■ **Text block**

==================================================

Time Synchronization
Multi-display playback depends on all nodes sharing an aligned clock. Without it, content on different Runner nodes drifts apart, and even a small offset shows as misalignment across adjacent displays.
WATCHOUT uses NTP (Network Time Protocol) to align the system clocks of all nodes.
Synchronization modes
- WATCHOUT (default) — WATCHOUT configures NTP automatically. The node running the Director becomes the NTP server (the time reference), and every other node syncs to it as a client. Simplest and recommended for most installations.
- User (advanced) — you manage NTP outside WATCHOUT. WATCHOUT does not change the node's NTP settings, and the NTP Server field stays blank. Use this when the nodes belong to a larger infrastructure with its own time policy.
In User (advanced) mode, an incorrect external NTP setup makes playback drift. Use it only if you are confident in your NTP configuration.
Setting the sync mode
- Open the Nodes window and select one or more nodes.
- In Node Properties, open Sync Settings.
- Choose WATCHOUT or User (advanced).
Changing the mode may restart services on the affected nodes.

==================================================

■ **Provided records**
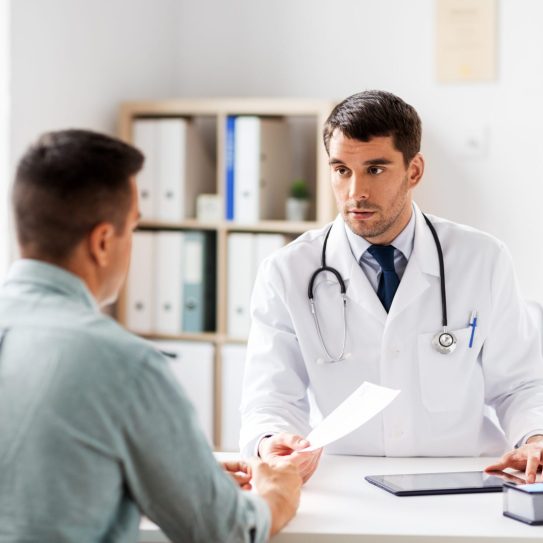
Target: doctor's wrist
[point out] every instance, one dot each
(258, 447)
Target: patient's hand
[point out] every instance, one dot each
(285, 446)
(240, 472)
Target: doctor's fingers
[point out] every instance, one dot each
(513, 459)
(235, 466)
(532, 464)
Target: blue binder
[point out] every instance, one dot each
(230, 156)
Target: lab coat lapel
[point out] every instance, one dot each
(423, 262)
(359, 289)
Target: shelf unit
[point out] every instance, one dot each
(218, 109)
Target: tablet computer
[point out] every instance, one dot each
(420, 484)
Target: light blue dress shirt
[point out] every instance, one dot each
(94, 429)
(403, 247)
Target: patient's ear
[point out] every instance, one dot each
(100, 242)
(415, 170)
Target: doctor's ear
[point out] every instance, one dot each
(415, 170)
(100, 242)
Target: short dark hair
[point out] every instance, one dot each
(68, 182)
(376, 113)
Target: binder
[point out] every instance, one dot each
(262, 169)
(192, 366)
(140, 284)
(240, 279)
(247, 169)
(199, 281)
(146, 140)
(172, 140)
(230, 154)
(245, 254)
(168, 283)
(233, 362)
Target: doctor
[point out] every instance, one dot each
(451, 331)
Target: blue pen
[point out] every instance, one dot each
(473, 324)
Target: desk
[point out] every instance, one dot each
(338, 506)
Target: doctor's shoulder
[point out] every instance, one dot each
(461, 239)
(305, 250)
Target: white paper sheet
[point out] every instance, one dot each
(362, 405)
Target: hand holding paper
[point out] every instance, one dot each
(362, 405)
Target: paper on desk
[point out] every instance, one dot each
(362, 405)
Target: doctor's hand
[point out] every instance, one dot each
(285, 446)
(239, 471)
(528, 457)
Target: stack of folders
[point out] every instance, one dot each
(245, 254)
(232, 363)
(171, 283)
(192, 364)
(523, 502)
(177, 168)
(258, 168)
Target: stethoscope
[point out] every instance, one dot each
(444, 342)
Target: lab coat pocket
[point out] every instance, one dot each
(444, 378)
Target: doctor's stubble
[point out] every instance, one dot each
(388, 218)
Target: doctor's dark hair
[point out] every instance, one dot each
(376, 113)
(66, 183)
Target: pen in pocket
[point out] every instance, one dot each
(473, 324)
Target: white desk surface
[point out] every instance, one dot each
(338, 506)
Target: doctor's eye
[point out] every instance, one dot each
(375, 170)
(342, 171)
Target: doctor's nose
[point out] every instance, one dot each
(358, 189)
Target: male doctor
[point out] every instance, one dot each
(384, 250)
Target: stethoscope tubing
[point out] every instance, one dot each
(325, 268)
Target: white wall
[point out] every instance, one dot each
(73, 62)
(334, 49)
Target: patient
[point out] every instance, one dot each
(94, 430)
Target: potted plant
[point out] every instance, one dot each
(298, 201)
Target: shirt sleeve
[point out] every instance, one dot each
(512, 358)
(275, 382)
(171, 472)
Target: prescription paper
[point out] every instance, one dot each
(362, 405)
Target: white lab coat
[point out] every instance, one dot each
(443, 408)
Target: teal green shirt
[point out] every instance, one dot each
(94, 429)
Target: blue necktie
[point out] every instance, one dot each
(388, 284)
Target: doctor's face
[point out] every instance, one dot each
(372, 185)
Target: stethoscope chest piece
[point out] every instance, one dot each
(444, 342)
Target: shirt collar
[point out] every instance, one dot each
(403, 241)
(51, 277)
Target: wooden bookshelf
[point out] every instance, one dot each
(218, 109)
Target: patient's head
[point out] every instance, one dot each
(75, 203)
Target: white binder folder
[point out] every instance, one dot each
(241, 276)
(146, 140)
(172, 168)
(245, 254)
(262, 169)
(233, 362)
(168, 283)
(193, 368)
(140, 284)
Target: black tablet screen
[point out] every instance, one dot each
(438, 483)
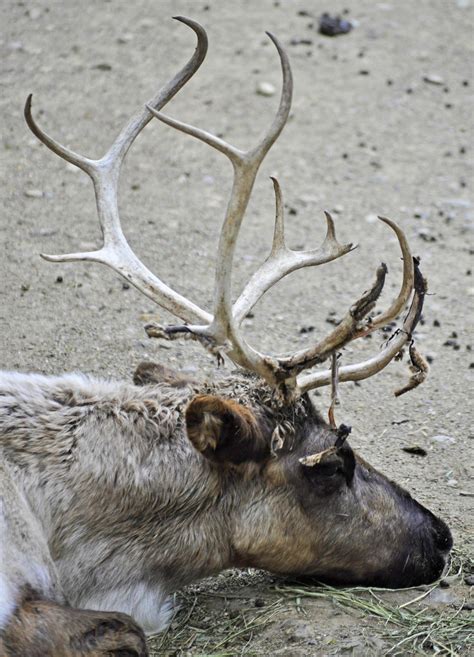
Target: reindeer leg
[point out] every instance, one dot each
(42, 628)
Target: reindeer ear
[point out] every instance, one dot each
(224, 431)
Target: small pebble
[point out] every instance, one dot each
(34, 193)
(266, 89)
(444, 440)
(433, 79)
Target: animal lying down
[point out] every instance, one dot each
(114, 495)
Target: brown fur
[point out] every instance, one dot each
(41, 628)
(120, 494)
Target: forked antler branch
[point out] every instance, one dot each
(105, 172)
(220, 330)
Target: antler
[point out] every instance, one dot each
(105, 172)
(220, 331)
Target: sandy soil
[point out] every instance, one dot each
(368, 135)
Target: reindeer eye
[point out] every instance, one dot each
(323, 470)
(328, 469)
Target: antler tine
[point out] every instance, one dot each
(406, 288)
(223, 329)
(282, 260)
(368, 368)
(351, 326)
(104, 172)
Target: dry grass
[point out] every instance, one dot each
(228, 626)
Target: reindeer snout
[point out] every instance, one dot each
(443, 539)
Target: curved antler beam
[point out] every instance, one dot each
(371, 366)
(116, 252)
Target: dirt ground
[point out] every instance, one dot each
(381, 124)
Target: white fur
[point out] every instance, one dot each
(147, 604)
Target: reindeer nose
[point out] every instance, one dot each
(443, 539)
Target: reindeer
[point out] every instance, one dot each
(114, 495)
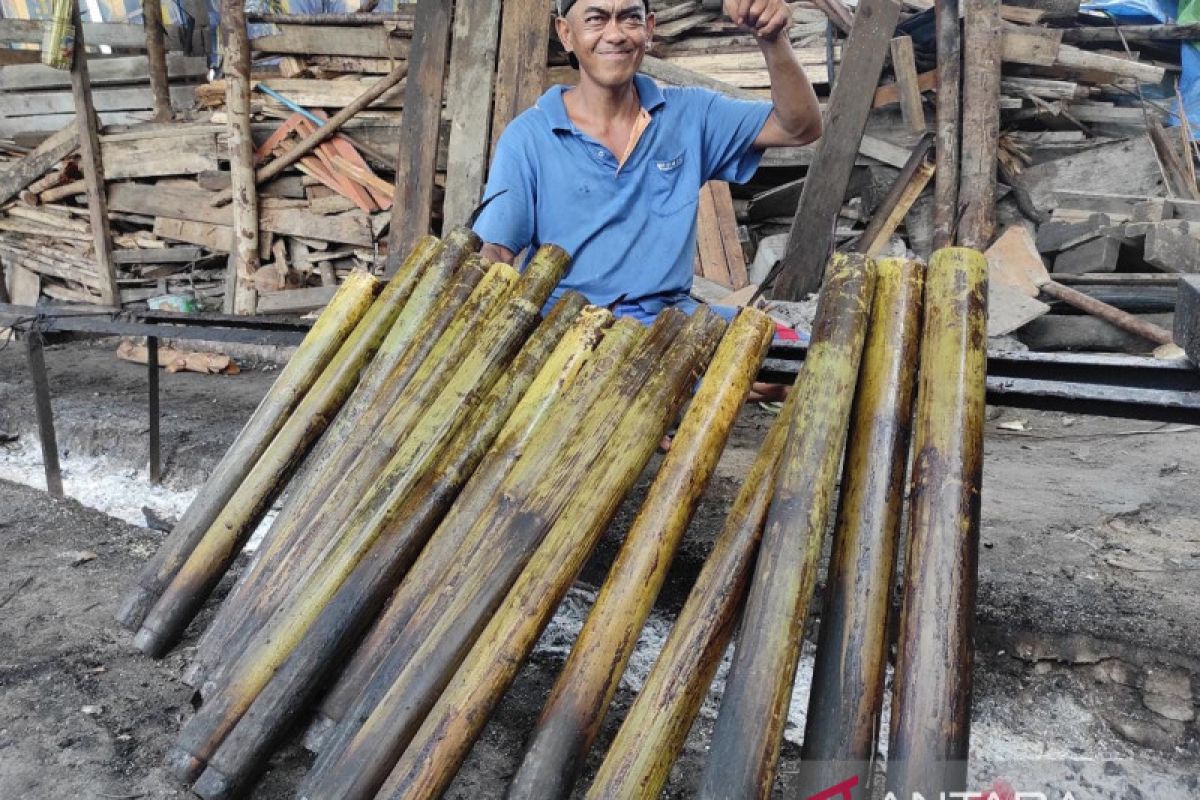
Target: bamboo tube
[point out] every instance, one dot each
(754, 708)
(323, 341)
(221, 543)
(497, 342)
(847, 680)
(437, 288)
(575, 710)
(444, 739)
(484, 567)
(653, 734)
(340, 621)
(931, 687)
(556, 376)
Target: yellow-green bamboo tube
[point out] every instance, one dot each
(502, 540)
(652, 737)
(240, 684)
(575, 710)
(930, 728)
(359, 597)
(561, 368)
(341, 316)
(334, 449)
(215, 551)
(754, 708)
(846, 698)
(444, 739)
(467, 302)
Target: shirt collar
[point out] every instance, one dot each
(552, 106)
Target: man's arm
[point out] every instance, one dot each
(796, 119)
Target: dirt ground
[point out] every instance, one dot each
(1087, 643)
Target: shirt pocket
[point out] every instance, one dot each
(671, 191)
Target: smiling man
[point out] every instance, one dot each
(611, 169)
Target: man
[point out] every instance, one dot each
(611, 169)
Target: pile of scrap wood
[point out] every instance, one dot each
(443, 491)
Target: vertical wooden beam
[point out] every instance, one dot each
(949, 113)
(850, 103)
(521, 70)
(93, 168)
(904, 65)
(981, 122)
(240, 295)
(413, 204)
(477, 29)
(151, 22)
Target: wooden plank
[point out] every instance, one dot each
(24, 172)
(131, 68)
(412, 209)
(810, 238)
(93, 169)
(473, 52)
(372, 42)
(905, 66)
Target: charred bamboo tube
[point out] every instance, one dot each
(498, 341)
(424, 275)
(431, 761)
(931, 687)
(259, 649)
(649, 740)
(846, 698)
(412, 383)
(311, 358)
(575, 710)
(555, 378)
(485, 565)
(358, 600)
(754, 708)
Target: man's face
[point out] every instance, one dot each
(609, 37)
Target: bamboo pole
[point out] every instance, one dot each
(573, 715)
(931, 687)
(489, 560)
(754, 708)
(653, 734)
(333, 326)
(438, 747)
(424, 276)
(340, 621)
(845, 702)
(556, 377)
(498, 342)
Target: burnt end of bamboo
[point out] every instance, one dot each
(652, 737)
(319, 346)
(846, 698)
(444, 739)
(501, 542)
(931, 687)
(342, 619)
(754, 709)
(576, 707)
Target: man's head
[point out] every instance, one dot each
(607, 37)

==================================================

■ **Objectives**
1. According to the time synchronization text, which node becomes the NTP server in WATCHOUT's default mode?
2. Summarize the time synchronization text in two sentences.
3. Write the next part of the time synchronization text, picking up after its final sentence.

■ **Task-by-task results**
1. The node running the Director.

2. WATCHOUT uses NTP to align the clocks of all nodes so content on adjacent displays does not drift apart. In the default WATCHOUT mode it sets up NTP automatically with the Director node as the time server, while User (advanced) mode leaves NTP configuration to the user and risks drift if that setup is wrong.

3.
NTP server
In WATCHOUT mode, the NTP Server field (Node Properties → NTP) shows the server a node syncs to, and WATCHOUT manages it. To make the show follow an external clock, point the time-source node at an upstream NTP server here — for example a facility clock. In User (advanced) mode the field is blank, because WATCHOUT does not manage NTP.
The time source
In WATCHOUT mode, the node running the Director is the time source. Its NTP offset shows "N/A (is WATCHOUT time source)" instead of a number, because every other node is measured against it.
When a node stops being a managed NTP client — you switch it to User mode, or it is removed from the synced set — WATCHOUT restores the NTP server it used before. If no previous server was saved, it falls back to time.windows.com.
Monitoring the NTP offset
Each node shows an NTP offset (the difference between its clock and the reference) in the Nodes window and in the NTP section of Node Properties. Under normal operation it is usually within a millisecond. A large offset means a sync problem.
Automatic resync
When a node's offset exceeds about 100 ms, WATCHOUT triggers a resync to bring the clock back in line. It logs the error "NTP offset is too high (Ns) - resyncing.", where N is the measured offset in seconds. This can happen after a node has been offline, after a network interruption, or when the system clock drifts.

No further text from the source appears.